### TEXTO DE ESTUDO

-=-=-

Será em torno do conteúdo dos prontuários médicos dos pacientes da Prevent Senior que o debate sobre o caso da operadora de saúde será analisado pela Justiça. Familiares de pacientes alegam que ali estão registradas informações que eles desconheciam e autorizações inexistentes para tratamentos. O Estadão consultou os documentos, ouviu os familiares e ouviu a empresa sobre cada um dos casos. Veja a seguir, quatro exemplos.
O primeiro deles envolve a aposentada Policena da Silva Lança, de 80 anos. Ela morreu em abril de 2021, no Hospital Sancta Maggiore, em Santo Amaro, Zona Sul de São Paulo. Seu prontuário diz que uma médica da rede registrou que conversou com suas filhas “sobre a necessidade e importância de priorizar medidas de conforto e dignidade” para “evitar medidas fúteis de manutenção à vida que venham trazer ainda mais sofrimento à paciente”. A médica afirma ter “deliberado com a família” que não tomaria “medidas invasivas”, como levá-la à UTI ou realizar manobras de reanimação para reverter paradas cardiorrespiratórias.
No prontuário, consta ainda que médicos da Prevent “aguardam esposo para alinhamento para plano de cuidados”. Policena, porém, era viúva desde 1981. A filha, Maria de Fátima Lança, nega ter autorizado o tratamento paliativo e afirma que descobriu somente no prontuário médico que haviam aplicado flutamida, remédio para câncer de próstata ineficaz e que, atualmente, a Prevent Senior está proibida de usar. A Prevent não quis comentar os dados que constam no prontuário, alegando que eles são sigilosos.
Outro caso envolve Fábio Seinas, um paciente que morreu aos 51 anos, no hospital de campanha da Rua Casa do Ator. Sua mulher, Andrea Rotta, afirma que descobriu no prontuário médico que Seinas foi medicado com flutamida. Ela e o marido foram medicados com o kit covid no início do contágio. A Prevent também não quis comentar o caso específico de Seinas, alegando também aqui estar limitada pelo sigilo das informações.

-=-=-

### TAREFAS A REALIZAR
1/ Liste todas as pessoas mencionadas pelo nome no texto sobre a Prevent Senior.
2/ Atualize o trecho do texto sobre a Prevent Senior que vai de "No prontuário, consta" até "eles são sigilosos.", trocando "remédio" por "medicamento".

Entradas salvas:

-=-=-

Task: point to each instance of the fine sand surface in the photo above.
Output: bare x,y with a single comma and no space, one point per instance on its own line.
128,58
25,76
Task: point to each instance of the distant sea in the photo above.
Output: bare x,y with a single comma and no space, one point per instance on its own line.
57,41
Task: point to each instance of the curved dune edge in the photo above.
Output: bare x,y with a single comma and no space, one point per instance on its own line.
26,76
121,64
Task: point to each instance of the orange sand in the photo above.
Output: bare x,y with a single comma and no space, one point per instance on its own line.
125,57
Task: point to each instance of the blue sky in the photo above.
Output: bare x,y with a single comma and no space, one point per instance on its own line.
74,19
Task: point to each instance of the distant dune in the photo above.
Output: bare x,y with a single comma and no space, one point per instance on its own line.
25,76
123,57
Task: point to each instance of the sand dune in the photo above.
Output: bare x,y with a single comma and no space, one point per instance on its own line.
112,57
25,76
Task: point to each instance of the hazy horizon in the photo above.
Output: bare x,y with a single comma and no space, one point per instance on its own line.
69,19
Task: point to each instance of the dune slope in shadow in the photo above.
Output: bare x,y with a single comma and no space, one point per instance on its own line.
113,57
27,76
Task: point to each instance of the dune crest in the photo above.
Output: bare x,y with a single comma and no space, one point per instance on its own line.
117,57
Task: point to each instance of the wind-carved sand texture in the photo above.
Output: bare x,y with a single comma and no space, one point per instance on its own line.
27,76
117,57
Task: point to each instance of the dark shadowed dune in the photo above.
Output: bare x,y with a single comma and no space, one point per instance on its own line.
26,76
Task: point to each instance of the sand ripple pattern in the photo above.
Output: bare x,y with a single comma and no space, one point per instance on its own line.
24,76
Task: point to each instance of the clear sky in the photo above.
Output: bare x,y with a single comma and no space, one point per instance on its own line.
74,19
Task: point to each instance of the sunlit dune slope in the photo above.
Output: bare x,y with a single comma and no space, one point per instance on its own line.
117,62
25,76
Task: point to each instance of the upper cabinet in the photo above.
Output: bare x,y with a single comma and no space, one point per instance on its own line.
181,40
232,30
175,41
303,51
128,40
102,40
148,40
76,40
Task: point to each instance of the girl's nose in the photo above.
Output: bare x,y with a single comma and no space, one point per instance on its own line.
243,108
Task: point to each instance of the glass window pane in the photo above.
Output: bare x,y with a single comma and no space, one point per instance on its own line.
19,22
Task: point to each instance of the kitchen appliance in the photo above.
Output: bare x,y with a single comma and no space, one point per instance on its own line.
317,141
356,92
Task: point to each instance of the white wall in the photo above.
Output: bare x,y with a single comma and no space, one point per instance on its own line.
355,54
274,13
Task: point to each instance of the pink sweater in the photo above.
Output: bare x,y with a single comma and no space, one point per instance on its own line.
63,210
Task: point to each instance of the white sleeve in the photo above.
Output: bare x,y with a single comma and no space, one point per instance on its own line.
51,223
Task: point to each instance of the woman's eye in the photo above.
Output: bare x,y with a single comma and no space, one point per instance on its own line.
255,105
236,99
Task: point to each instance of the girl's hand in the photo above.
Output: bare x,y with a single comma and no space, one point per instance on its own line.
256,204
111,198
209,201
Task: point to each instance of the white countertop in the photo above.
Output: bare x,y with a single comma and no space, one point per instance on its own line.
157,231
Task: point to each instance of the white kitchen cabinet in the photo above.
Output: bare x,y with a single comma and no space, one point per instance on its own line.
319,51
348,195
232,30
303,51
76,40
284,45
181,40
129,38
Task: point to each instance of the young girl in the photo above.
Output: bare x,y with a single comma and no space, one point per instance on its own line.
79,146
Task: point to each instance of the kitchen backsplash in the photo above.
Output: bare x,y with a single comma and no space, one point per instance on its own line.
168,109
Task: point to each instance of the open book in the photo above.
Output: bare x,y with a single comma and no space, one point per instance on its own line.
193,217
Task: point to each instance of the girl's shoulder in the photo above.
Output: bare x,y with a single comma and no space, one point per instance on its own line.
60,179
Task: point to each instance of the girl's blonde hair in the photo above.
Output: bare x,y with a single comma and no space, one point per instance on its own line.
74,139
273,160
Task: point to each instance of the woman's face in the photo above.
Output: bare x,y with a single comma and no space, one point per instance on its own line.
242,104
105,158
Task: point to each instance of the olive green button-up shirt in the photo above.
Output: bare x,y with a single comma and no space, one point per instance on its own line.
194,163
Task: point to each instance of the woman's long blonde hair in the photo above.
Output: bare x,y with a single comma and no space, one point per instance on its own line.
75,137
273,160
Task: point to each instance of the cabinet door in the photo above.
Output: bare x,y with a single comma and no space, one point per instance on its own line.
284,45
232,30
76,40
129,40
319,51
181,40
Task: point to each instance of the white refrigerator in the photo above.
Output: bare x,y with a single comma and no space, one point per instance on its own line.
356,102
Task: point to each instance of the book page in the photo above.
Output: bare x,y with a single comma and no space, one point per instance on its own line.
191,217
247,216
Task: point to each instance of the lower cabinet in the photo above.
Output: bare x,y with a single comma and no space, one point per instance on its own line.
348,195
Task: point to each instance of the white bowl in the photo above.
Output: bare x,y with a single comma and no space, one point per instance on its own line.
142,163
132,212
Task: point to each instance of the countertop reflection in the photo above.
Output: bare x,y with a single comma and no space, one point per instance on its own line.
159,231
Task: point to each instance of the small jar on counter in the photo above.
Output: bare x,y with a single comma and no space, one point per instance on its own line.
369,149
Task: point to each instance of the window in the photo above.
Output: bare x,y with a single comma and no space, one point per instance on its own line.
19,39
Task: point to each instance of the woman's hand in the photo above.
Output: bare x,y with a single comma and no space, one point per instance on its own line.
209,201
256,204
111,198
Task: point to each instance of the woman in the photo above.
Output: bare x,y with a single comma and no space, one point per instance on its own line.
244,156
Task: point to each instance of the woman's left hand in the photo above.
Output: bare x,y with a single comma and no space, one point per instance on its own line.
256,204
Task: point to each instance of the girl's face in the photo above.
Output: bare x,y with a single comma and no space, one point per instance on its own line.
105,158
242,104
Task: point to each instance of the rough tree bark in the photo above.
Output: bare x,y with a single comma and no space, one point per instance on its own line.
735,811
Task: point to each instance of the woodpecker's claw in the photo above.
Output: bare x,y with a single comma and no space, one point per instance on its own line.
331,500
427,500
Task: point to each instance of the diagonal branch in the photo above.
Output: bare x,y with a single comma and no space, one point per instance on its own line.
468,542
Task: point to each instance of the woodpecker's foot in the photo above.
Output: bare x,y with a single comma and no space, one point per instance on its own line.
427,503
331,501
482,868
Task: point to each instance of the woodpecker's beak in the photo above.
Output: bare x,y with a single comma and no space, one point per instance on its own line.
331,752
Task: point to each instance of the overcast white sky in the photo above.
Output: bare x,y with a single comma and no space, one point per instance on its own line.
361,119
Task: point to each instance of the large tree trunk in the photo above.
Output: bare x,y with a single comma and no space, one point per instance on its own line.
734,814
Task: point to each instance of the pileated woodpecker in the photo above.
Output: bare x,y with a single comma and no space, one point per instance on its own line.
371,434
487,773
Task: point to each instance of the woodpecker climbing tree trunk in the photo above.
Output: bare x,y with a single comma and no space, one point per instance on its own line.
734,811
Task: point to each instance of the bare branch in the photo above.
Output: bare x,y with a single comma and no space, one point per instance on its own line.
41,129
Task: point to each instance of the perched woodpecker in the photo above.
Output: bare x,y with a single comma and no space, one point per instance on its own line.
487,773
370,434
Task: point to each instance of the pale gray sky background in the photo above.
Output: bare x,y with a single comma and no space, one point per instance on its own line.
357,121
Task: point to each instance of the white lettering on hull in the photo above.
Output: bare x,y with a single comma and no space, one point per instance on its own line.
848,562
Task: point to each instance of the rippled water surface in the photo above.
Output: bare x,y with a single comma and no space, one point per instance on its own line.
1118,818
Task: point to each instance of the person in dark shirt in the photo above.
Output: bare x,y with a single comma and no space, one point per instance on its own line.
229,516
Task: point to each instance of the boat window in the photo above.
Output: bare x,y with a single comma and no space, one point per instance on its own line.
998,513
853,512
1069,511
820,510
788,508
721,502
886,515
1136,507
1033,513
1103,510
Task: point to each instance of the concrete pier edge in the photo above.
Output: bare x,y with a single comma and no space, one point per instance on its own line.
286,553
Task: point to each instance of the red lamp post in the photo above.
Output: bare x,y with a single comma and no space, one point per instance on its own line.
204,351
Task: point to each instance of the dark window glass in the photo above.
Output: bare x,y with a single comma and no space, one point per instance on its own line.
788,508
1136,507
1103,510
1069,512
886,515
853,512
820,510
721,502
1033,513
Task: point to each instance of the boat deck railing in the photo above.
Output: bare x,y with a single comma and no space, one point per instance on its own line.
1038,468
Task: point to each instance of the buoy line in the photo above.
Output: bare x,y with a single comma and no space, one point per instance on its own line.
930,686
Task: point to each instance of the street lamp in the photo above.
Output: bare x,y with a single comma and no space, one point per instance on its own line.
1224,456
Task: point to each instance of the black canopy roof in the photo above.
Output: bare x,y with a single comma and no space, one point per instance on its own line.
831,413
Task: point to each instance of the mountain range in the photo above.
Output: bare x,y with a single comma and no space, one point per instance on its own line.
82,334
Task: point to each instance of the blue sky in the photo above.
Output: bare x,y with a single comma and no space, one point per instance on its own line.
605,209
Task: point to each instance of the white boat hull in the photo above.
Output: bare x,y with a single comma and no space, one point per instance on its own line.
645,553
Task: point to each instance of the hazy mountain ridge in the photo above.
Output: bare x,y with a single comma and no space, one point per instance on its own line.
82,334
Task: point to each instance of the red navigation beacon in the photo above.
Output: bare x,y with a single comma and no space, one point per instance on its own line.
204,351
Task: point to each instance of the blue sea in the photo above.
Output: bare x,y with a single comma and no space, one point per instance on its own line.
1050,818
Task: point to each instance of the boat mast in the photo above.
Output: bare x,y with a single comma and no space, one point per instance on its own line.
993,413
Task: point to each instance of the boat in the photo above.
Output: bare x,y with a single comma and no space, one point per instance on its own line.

-=-=-

### RESPOSTAS ESPERADAS
1/
Policena da Silva Lança
Maria de Fátima Lança
Fábio Seinas
Andrea Rotta

2/
No prontuário, consta ainda que médicos da Prevent “aguardam esposo para alinhamento para plano de cuidados”. Policena, porém, era viúva desde 1981. A filha, Maria de Fátima Lança, nega ter autorizado o tratamento paliativo e afirma que descobriu somente no prontuário médico que haviam aplicado flutamida, medicamento para câncer de próstata ineficaz e que, atualmente, a Prevent Senior está proibida de usar. A Prevent não quis comentar os dados que constam no prontuário, alegando que eles são sigilosos.